** START Text provided **

[Asrg] A paper/project worth considering (found it!)

Daniel Feenberg feenberg at nber.org
Sun Dec 14 15:16:40 PST 2008


On Sun, 14 Dec 2008, Rich Kulawiec wrote:

> On Thu, Dec 04, 2008 at 11:18:47AM -0500, Chris Lewis wrote:
>> We have a TIS button.  I have no reason to believe that the error rate
>> on hitting it is even as bad as 5%.
>
> Interesting.  As I mentioned elsewhere, I recently went through nearly
> 5 years of feedback loop reports from AOL and found that the error
> rate was 100.00% -- every report ever filed was wrong.  (I think I
> also mentioned that I found cases where users reported *their own
> messages* to mailing lists as spam.)

I have to say that this precise sounding figure "100%" comes from using 
an incorrect base. If you sent a million messages and get one incorrect 
spam report, the error rate is .0001%, not 100%. You are getting a 
nonsense number because you are using the wrong base - a common error when 
dealing with percentages.

Dividing by the number of reports rather than the number of messages 
provides no way for AOL to ever have anything other than 100% error rate, 
assuming you do not send spam. Now, if you want to claim AOL spam reports 
are poor evidence, you at least have to tell us the number of good 
messages. Otherwise, the deck is stacked against AOL in a totally unfair 
manner - there is no way for the users to have any error rate other than 
100% (or undefined, if there are no reports).

Daniel Feenberg

>
> I have no reason to think AOL's users are any better or worse at this
> than Comcast's or Yahoo's or any other ISP/mail provider.  (I should
> conjecture that Chris's users are better -- well, they'd have to be in
> order to keep the error rate that much lower!)

** END Text provided **
** START Material supplied **

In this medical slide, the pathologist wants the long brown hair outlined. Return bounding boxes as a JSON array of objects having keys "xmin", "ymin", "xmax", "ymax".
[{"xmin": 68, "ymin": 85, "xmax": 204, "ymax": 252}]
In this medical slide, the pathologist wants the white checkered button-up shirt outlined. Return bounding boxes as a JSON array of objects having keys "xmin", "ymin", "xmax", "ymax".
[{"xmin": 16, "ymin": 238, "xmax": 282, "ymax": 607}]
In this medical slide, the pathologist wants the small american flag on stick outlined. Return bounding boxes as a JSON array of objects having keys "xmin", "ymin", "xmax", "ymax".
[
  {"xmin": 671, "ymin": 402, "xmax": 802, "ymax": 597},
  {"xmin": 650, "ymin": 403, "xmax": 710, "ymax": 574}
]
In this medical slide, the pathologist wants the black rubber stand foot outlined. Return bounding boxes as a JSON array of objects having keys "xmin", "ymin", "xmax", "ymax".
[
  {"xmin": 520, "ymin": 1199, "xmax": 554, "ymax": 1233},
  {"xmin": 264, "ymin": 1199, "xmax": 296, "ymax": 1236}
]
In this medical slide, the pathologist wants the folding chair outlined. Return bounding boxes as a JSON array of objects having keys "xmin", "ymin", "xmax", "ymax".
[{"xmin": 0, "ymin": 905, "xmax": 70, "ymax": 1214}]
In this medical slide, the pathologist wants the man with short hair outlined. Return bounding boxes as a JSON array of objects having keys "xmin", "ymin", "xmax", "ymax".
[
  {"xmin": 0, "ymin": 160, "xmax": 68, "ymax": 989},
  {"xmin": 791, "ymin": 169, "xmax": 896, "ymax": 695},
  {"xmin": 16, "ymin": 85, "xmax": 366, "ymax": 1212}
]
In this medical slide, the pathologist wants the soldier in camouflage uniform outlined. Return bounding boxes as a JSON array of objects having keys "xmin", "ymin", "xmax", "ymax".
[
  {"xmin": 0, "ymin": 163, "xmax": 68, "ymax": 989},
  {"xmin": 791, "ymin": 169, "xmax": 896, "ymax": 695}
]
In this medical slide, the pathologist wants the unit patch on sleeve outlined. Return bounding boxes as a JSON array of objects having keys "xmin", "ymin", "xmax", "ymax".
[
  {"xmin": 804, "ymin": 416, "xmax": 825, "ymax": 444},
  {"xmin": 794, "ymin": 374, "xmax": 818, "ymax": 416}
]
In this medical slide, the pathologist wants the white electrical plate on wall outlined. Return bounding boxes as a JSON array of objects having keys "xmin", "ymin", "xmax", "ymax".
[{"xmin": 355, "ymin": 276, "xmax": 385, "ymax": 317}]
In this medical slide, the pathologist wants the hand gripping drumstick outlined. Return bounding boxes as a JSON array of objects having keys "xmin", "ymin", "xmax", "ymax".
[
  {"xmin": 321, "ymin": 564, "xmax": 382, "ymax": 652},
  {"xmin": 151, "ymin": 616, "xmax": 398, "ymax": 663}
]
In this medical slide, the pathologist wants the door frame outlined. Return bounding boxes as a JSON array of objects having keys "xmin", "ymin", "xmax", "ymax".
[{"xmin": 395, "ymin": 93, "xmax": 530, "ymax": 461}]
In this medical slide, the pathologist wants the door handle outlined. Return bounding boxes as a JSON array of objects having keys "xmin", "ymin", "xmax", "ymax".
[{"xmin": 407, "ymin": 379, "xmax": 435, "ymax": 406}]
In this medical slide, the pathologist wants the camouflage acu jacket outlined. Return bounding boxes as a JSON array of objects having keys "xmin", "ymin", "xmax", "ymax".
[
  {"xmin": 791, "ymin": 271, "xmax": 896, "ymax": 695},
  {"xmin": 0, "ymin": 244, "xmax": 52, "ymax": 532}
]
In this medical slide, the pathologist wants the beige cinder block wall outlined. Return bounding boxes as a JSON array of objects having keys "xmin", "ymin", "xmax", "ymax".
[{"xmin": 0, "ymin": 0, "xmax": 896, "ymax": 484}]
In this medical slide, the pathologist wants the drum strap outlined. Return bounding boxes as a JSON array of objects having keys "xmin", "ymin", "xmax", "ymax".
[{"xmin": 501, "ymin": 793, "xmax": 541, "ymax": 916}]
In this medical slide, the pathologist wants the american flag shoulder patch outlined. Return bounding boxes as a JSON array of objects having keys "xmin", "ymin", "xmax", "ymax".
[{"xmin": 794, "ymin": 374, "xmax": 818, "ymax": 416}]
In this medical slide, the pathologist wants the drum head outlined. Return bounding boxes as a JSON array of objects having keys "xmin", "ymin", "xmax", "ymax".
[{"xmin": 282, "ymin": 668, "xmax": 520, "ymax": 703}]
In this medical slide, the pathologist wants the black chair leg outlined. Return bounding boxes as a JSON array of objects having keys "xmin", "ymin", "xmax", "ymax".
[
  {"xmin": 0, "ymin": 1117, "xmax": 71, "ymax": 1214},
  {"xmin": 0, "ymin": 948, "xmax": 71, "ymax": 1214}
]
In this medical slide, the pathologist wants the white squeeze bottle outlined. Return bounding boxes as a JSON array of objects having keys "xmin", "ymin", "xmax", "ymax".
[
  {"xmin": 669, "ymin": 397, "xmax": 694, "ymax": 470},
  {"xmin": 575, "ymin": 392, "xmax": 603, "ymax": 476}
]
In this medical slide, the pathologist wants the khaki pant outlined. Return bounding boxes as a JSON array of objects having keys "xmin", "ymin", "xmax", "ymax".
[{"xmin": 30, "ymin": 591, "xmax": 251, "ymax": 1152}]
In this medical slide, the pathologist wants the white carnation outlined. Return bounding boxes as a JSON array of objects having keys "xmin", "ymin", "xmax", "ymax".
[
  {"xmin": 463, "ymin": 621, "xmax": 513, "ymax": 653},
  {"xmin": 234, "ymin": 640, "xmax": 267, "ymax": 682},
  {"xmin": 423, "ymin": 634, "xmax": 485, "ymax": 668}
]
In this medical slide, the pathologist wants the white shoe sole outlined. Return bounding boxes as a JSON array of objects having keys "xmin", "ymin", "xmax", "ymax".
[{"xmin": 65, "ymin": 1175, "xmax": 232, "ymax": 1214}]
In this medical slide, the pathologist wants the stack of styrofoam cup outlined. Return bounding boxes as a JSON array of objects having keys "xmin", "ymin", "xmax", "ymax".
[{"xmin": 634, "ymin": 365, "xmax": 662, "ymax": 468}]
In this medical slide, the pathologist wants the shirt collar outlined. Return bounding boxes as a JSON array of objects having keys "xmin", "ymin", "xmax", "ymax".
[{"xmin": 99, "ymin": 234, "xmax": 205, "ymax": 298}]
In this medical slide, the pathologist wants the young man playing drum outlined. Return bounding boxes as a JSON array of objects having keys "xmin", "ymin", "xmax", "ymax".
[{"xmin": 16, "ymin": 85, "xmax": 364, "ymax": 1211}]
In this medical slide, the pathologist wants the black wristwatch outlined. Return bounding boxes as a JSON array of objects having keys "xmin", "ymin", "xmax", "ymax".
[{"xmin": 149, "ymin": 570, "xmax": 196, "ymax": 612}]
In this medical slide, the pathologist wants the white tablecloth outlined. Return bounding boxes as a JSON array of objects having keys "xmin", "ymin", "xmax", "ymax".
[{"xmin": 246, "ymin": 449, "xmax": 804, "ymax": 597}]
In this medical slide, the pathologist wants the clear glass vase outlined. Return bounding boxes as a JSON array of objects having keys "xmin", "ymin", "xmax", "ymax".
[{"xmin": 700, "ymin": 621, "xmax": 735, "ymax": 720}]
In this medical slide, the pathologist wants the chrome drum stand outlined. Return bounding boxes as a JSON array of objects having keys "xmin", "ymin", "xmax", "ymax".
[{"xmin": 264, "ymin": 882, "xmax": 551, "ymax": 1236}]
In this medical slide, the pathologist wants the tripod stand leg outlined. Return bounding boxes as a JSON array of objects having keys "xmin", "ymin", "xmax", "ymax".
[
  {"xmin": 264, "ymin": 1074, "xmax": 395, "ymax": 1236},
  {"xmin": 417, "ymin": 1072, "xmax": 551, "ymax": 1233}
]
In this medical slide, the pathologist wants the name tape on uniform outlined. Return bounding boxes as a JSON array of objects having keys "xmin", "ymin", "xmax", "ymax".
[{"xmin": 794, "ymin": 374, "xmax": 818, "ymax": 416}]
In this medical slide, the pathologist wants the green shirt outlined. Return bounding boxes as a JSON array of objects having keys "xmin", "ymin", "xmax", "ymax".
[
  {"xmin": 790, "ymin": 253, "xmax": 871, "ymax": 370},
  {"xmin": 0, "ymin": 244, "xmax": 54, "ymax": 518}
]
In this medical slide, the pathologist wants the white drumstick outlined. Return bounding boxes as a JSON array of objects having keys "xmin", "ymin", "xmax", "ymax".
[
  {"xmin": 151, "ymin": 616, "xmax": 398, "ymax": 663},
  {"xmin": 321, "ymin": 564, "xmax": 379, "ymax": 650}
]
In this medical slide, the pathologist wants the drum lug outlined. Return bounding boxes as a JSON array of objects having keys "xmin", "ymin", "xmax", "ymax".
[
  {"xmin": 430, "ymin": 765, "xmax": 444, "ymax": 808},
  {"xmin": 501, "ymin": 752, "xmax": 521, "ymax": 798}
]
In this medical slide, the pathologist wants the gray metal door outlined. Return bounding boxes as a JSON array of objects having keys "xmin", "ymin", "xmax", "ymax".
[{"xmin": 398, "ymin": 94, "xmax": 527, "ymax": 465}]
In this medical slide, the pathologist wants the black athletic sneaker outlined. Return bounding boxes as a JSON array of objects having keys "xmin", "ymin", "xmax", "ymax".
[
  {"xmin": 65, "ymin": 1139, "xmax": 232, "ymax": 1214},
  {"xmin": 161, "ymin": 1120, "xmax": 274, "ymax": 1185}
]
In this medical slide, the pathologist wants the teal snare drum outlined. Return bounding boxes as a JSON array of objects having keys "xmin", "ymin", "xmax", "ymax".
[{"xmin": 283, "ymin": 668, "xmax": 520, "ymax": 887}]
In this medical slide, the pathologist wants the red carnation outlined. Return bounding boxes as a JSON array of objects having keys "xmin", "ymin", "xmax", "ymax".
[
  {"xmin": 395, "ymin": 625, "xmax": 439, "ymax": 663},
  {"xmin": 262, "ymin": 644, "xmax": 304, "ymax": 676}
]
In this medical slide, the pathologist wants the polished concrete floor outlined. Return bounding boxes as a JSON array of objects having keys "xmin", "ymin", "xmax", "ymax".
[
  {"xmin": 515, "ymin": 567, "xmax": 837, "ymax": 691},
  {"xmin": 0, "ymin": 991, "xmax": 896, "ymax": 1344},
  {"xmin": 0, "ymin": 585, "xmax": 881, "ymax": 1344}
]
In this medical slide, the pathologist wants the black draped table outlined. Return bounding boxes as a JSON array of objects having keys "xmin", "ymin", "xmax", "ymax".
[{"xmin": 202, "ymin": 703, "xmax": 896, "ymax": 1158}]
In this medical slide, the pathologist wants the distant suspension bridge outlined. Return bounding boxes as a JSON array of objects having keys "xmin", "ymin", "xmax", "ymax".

** END Material supplied **

Objectives:
• A. In the mailing list post, repeat the passage from "[Asrg] A paper/project" to "as bad as 5%.", swapping "TIS button" for "spam button".
• B. According to the mailing list post, what is the error rate if someone sends a million messages and gets one incorrect spam report?
Rely only on the mailing list post and not on the items.

Solved tasks:
• A.
[Asrg] A paper/project worth considering (found it!)

Daniel Feenberg feenberg at nber.org
Sun Dec 14 15:16:40 PST 2008


On Sun, 14 Dec 2008, Rich Kulawiec wrote:

> On Thu, Dec 04, 2008 at 11:18:47AM -0500, Chris Lewis wrote:
>> We have a spam button.  I have no reason to believe that the error rate
>> on hitting it is even as bad as 5%.

• B. The error rate is .0001%.